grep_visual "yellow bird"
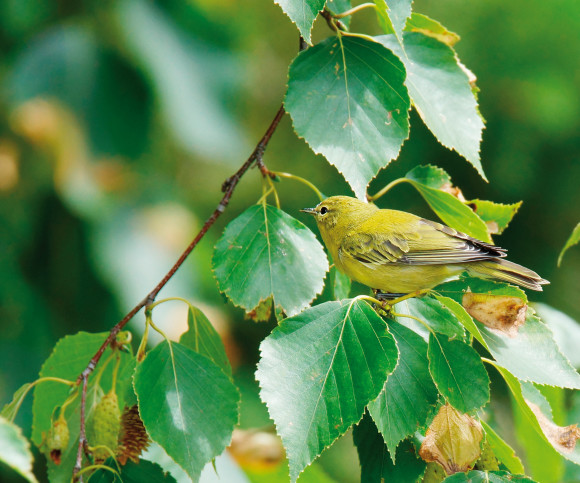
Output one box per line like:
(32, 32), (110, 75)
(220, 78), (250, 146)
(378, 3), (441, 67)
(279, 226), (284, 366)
(302, 196), (549, 295)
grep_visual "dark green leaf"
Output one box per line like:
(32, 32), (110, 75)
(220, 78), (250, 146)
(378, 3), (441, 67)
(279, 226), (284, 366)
(376, 32), (486, 183)
(256, 299), (398, 481)
(213, 205), (328, 315)
(405, 164), (451, 190)
(427, 333), (489, 413)
(274, 0), (325, 44)
(179, 305), (232, 377)
(395, 297), (465, 339)
(0, 416), (37, 483)
(558, 223), (580, 266)
(466, 200), (522, 235)
(443, 470), (535, 483)
(406, 173), (491, 243)
(406, 13), (460, 47)
(284, 37), (410, 199)
(493, 363), (580, 465)
(480, 420), (524, 475)
(352, 413), (426, 483)
(370, 322), (437, 458)
(31, 332), (135, 483)
(90, 459), (175, 483)
(134, 341), (239, 480)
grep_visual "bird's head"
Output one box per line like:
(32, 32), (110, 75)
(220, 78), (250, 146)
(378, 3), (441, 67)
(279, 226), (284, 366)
(300, 196), (377, 236)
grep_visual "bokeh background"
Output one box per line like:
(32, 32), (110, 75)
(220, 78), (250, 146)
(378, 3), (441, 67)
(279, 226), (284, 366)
(0, 0), (580, 481)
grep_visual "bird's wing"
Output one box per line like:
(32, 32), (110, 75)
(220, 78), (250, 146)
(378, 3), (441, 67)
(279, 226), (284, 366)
(339, 218), (506, 266)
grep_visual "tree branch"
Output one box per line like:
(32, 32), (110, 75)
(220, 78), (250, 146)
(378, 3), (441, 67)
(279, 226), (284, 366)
(73, 105), (285, 481)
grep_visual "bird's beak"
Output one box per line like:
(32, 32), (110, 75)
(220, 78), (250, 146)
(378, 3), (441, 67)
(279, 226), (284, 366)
(300, 208), (317, 215)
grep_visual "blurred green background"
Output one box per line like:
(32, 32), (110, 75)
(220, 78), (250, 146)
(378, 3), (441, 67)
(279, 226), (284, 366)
(0, 0), (580, 481)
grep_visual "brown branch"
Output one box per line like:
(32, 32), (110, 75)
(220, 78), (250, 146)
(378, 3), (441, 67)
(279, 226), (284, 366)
(73, 105), (285, 481)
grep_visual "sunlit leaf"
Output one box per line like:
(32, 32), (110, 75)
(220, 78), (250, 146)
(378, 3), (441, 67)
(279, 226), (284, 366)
(31, 332), (135, 483)
(375, 32), (486, 179)
(0, 416), (37, 483)
(405, 166), (491, 242)
(284, 37), (410, 199)
(212, 205), (328, 315)
(370, 323), (437, 458)
(558, 223), (580, 266)
(395, 297), (465, 339)
(443, 470), (536, 483)
(480, 421), (524, 475)
(405, 13), (460, 47)
(179, 305), (232, 376)
(274, 0), (325, 44)
(134, 341), (239, 480)
(427, 333), (489, 413)
(419, 404), (483, 475)
(467, 199), (522, 235)
(352, 413), (426, 483)
(256, 299), (398, 481)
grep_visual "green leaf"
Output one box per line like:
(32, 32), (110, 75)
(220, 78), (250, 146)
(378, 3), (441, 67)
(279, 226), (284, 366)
(480, 420), (525, 475)
(0, 416), (37, 483)
(406, 13), (460, 47)
(370, 323), (437, 458)
(89, 459), (175, 483)
(0, 382), (32, 422)
(395, 297), (465, 339)
(212, 204), (328, 315)
(558, 223), (580, 266)
(332, 267), (352, 300)
(427, 333), (489, 413)
(405, 164), (451, 190)
(493, 363), (580, 465)
(375, 32), (486, 180)
(134, 341), (239, 480)
(352, 413), (427, 483)
(466, 199), (522, 235)
(284, 37), (410, 199)
(274, 0), (325, 45)
(256, 299), (398, 481)
(405, 169), (491, 243)
(179, 304), (232, 377)
(435, 284), (580, 389)
(443, 470), (535, 483)
(326, 0), (352, 28)
(31, 332), (135, 483)
(375, 0), (412, 39)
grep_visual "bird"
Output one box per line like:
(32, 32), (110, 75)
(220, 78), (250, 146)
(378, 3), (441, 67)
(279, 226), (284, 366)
(301, 196), (549, 296)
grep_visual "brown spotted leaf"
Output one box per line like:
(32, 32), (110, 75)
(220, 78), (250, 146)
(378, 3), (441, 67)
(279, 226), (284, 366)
(419, 404), (483, 475)
(525, 399), (580, 453)
(461, 290), (528, 337)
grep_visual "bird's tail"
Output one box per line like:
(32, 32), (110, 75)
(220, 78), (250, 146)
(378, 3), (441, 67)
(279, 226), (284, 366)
(467, 259), (550, 292)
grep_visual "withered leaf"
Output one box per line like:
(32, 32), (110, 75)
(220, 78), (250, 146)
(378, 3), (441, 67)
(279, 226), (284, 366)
(525, 399), (580, 453)
(419, 404), (483, 475)
(228, 429), (285, 470)
(461, 291), (528, 337)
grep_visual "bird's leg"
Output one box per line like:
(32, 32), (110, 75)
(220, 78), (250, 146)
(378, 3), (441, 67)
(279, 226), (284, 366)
(374, 289), (430, 310)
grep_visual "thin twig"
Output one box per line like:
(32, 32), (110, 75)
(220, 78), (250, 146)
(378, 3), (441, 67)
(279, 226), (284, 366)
(73, 105), (285, 480)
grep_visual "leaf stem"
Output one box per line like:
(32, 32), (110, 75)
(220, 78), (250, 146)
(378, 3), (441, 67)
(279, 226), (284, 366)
(333, 3), (377, 19)
(273, 171), (325, 201)
(367, 178), (409, 201)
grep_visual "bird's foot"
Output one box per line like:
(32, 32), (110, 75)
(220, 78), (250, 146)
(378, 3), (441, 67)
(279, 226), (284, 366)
(373, 289), (430, 312)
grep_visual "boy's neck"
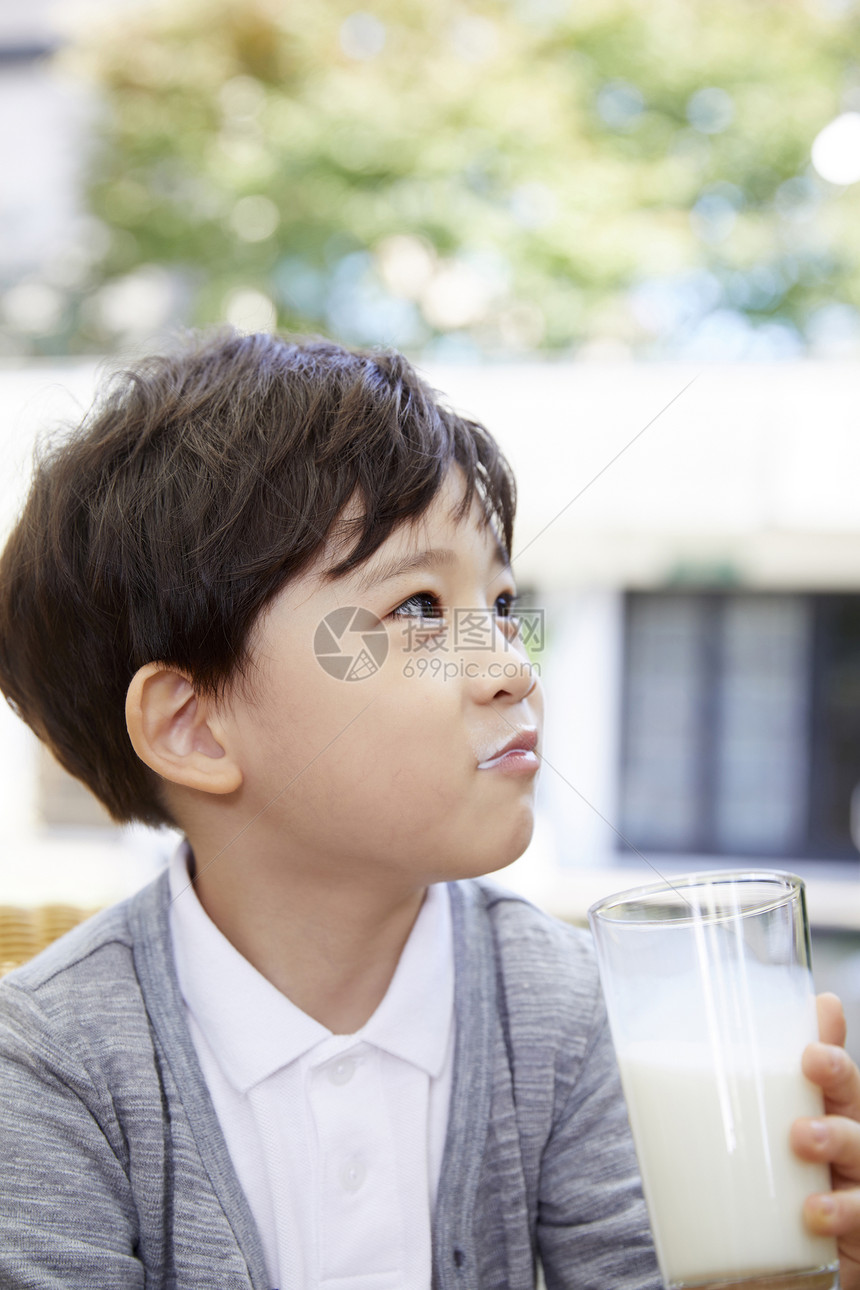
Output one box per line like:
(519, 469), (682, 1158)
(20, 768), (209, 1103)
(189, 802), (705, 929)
(184, 835), (425, 1035)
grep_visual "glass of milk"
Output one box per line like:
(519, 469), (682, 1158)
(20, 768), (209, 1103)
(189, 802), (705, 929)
(588, 872), (838, 1290)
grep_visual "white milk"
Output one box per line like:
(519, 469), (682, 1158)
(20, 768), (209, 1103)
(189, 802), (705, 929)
(619, 1041), (837, 1285)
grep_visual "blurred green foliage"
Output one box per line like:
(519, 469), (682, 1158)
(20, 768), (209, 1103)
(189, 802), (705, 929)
(41, 0), (860, 357)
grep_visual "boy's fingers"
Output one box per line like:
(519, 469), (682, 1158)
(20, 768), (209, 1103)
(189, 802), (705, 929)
(790, 1116), (860, 1181)
(815, 993), (847, 1047)
(803, 1042), (860, 1120)
(803, 1187), (860, 1258)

* EXERCISE INSTRUCTIONS *
Determine how many lines in the items above contain the string "branch", treating uppercase and lowercase letters as distinct. State only the number.

* OUTPUT FOR THIS TASK *
2